# [SOAL LATIHAN]
1. Menurut teks tentang kerukunan umat beragama, apa yang dimaksud dengan toleransi agama?
2. Salin kembali secara persis bagian dari teks tentang kerukunan umat beragama yang dimulai pada kata-kata "Kerukunan Antar Umat" dan berakhir setelah kata-kata "di Indonesia ?".
3. Berdasarkan teks tentang kerukunan umat beragama, jelaskan mengapa kerukunan umat beragama merupakan hal yang sangat penting di Indonesia.

# [TEKS DOKUMEN]
+++

Kerukunan Antar Umat Beragama Di Indonesia
A. Pengertian :
Kerukunan
umat beragama adalah suatu bentuk sosialisasi yang damai dan tercipta berkat
adanya toleransi agama. Toleransi agama adalah suatu sikap saling pengertian
dan menghargai tanpa adanya rasa diskriminasi dalam hal apapun,khususnya dalam
hal agama. Lalu adakah pentingnya Kerukunan Umat Beragama di Indonesia ?
jawabannya adalah “iya”
Kerukunan Umat Beragama adalah hal
yang sangat penting untuk mencapai sebuah kesejahteraan hidup di negeri
ini, seperti yang kita ketahui Indonesia memiliki keragamaan yang begitu
banyak. Tak hanya masalah adat istiadat atau budaya seni,tapi juga termasuk
agama.
Walau mayoritas penduduk Indonesia
memeluk agama islam, ada beberapa agama lain yang juga dianut penduduk ini.
Kristen,khatolik,budha dan hindu adalah contoh agama yang juga banyak dipeluk
oleh warga Indonesia.

+++

# [MATERI YANG DITAMPILKAN]
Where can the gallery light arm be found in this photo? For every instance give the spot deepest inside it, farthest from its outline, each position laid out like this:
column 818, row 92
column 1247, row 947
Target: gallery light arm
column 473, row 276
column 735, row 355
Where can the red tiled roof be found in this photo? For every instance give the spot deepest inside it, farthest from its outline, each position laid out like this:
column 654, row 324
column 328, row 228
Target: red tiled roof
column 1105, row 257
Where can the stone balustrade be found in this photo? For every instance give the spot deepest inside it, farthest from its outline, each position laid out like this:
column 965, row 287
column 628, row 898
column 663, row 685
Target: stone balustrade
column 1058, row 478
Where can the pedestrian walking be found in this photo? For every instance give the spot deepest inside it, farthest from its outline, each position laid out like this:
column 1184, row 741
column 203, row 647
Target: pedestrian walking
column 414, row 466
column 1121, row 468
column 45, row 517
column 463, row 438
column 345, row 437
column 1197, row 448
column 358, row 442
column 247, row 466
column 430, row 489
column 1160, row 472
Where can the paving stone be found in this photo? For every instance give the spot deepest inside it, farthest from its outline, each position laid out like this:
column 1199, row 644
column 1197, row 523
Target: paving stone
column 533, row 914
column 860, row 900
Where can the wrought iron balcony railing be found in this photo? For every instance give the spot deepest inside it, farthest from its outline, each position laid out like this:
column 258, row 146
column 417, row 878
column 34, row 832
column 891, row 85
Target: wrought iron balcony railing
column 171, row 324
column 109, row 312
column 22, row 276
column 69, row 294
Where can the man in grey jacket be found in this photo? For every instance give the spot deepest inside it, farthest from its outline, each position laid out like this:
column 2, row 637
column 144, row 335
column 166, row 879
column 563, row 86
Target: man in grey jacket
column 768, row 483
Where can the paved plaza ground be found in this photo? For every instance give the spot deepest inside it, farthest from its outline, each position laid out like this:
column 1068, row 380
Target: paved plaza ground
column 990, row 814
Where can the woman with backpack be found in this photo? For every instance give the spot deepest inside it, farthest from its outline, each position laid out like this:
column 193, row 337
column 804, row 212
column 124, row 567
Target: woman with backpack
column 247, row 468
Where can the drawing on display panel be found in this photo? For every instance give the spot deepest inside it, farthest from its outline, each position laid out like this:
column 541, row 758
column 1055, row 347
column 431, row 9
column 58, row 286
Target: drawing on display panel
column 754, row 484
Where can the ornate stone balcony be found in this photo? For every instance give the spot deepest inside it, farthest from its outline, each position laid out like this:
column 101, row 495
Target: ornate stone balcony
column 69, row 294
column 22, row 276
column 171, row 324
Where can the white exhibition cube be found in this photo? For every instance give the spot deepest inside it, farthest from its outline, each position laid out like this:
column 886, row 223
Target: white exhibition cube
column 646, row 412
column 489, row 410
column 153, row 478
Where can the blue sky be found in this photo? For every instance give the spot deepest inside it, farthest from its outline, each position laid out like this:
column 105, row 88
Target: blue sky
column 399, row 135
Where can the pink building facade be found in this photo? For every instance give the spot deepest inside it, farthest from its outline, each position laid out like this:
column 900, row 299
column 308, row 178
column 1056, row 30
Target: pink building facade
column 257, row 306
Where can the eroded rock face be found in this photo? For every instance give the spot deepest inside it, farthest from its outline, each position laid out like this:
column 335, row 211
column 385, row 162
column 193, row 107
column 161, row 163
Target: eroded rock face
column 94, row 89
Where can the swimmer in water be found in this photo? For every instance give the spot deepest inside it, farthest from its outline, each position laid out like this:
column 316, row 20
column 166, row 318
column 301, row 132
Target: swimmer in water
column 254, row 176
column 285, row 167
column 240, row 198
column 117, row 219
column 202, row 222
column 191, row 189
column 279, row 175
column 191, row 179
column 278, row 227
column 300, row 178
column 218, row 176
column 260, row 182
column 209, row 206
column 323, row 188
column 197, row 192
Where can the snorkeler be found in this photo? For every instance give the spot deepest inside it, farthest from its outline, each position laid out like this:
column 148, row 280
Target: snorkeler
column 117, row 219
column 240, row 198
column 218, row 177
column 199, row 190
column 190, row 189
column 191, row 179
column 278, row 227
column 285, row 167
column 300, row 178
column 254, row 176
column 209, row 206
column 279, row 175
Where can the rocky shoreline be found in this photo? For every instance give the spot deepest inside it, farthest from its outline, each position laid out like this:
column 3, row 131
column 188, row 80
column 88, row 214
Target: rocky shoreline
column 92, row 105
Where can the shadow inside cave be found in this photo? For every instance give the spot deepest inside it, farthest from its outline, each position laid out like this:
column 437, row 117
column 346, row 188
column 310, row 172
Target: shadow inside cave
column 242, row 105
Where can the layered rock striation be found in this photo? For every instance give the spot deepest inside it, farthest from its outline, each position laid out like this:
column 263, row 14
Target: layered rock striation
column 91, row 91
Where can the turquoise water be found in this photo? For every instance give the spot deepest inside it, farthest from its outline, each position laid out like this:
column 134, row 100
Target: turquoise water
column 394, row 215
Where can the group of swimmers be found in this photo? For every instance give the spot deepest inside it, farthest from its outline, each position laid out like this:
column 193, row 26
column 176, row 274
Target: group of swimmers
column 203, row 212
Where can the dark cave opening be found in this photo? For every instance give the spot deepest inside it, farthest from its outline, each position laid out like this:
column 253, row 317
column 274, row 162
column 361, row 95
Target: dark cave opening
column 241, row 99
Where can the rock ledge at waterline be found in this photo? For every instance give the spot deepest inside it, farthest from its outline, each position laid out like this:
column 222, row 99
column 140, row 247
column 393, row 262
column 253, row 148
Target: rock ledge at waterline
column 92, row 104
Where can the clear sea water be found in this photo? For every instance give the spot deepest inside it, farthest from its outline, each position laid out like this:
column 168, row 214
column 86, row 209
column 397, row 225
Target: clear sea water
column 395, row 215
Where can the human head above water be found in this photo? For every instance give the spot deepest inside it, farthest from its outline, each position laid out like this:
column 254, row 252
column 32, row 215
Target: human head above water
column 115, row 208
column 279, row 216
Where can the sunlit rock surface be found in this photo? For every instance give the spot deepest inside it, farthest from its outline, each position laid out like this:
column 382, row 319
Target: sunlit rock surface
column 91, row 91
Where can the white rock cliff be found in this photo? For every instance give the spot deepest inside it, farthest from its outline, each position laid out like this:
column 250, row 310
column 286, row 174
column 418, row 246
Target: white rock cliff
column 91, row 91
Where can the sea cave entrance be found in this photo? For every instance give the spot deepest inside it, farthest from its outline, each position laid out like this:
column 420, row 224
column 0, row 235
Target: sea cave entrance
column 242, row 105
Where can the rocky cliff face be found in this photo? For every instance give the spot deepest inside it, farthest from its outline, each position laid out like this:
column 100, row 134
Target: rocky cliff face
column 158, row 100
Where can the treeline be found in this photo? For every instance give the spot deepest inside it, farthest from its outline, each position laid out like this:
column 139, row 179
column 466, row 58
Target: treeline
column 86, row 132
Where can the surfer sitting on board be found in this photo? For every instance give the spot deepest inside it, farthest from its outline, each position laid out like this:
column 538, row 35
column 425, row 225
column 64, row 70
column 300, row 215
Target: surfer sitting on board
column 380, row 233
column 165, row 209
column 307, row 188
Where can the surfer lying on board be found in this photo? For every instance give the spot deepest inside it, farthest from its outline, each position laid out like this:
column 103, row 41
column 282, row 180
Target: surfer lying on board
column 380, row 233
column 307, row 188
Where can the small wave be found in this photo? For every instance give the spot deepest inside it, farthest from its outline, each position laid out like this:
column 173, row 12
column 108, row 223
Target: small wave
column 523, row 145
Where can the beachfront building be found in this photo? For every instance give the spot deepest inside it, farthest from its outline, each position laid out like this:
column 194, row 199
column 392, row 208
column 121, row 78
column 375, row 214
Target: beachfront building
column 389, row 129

+++

# [JAWABAN SETIAP SOAL]
1. Toleransi agama adalah suatu sikap saling pengertian dan menghargai tanpa adanya rasa diskriminasi dalam hal apa pun, khususnya dalam hal agama.

2.
Kerukunan Antar Umat Beragama Di Indonesia
A. Pengertian :
Kerukunan
umat beragama adalah suatu bentuk sosialisasi yang damai dan tercipta berkat
adanya toleransi agama. Toleransi agama adalah suatu sikap saling pengertian
dan menghargai tanpa adanya rasa diskriminasi dalam hal apapun,khususnya dalam
hal agama. Lalu adakah pentingnya Kerukunan Umat Beragama di Indonesia ?

3. Kerukunan umat beragama sangat penting untuk mencapai kesejahteraan hidup di Indonesia. Indonesia memiliki keragaman yang begitu banyak, tidak hanya dalam adat istiadat atau budaya seni, tetapi juga dalam agama.